*任务说明*
根据阅读材料回答下列问题：
(a) 所有的数据量大约有多少？
(b) 并发查询量大约是多少？
(c) 报错信息中出现的是哪种错误？

*阅读材料*
···
Lucene 大数据量处理
一台机器有60个应用分为4个weblogic域提供webservice查询,查询根据ENTITYID来查询的,所有的数据量10亿左右。index文件大小好几百个G 。查询时候报内存溢出,每个域的内存我已经调整到2048M了。
并发查询量20左右。
求好的解决思路。
Caused by: java.lang.OutOfMemoryError: Java heap space
at org.apache.lucene.index.SegmentNorms.bytes(SegmentNorms.java:156)
at org.apache.lucene.index.SegmentReader.norms(SegmentReader.java:575)
at org.apache.lucene.search.PhraseQuery$PhraseWeight.scorer(PhraseQuery.java:251)
at org.apache.lucene.search.BooleanQuery$BooleanWeight.scorer(BooleanQuery.java:298)
at org.apache.lucene.search.IndexSearcher.search(IndexSearcher.java:577)
at org.apache.lucene.search.IndexSearcher.search(IndexSearcher.java:383)
at com.xinyi.tech.se.server.lucene.service.ISearchIKServiceImpl.countSearch(ISearchIKServiceImpl.java:100)
at sun.reflect.GeneratedMethodAccessor32.invoke(Unknown Source)
at sun.reflect.DelegatingMethodAccessorImpl.invoke(DelegatingMethodAccessorImpl.java:25)
at java.lang.reflect.Method.invoke(Method.java:597)
at org.codehaus.xfire.service.invoker.AbstractInvoker.invoke(AbstractInvoker.java:59)
···
*数据摘录*
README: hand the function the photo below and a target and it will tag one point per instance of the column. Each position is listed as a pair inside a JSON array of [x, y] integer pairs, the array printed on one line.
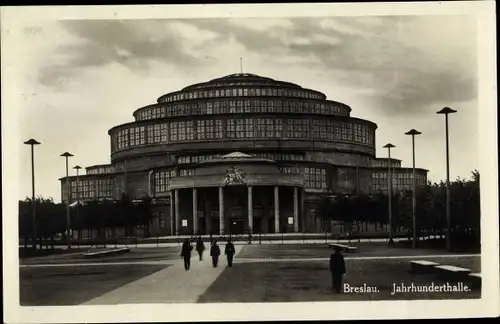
···
*输出*
(a) 10亿左右。
(b) 20左右。
(c) java.lang.OutOfMemoryError: Java heap space。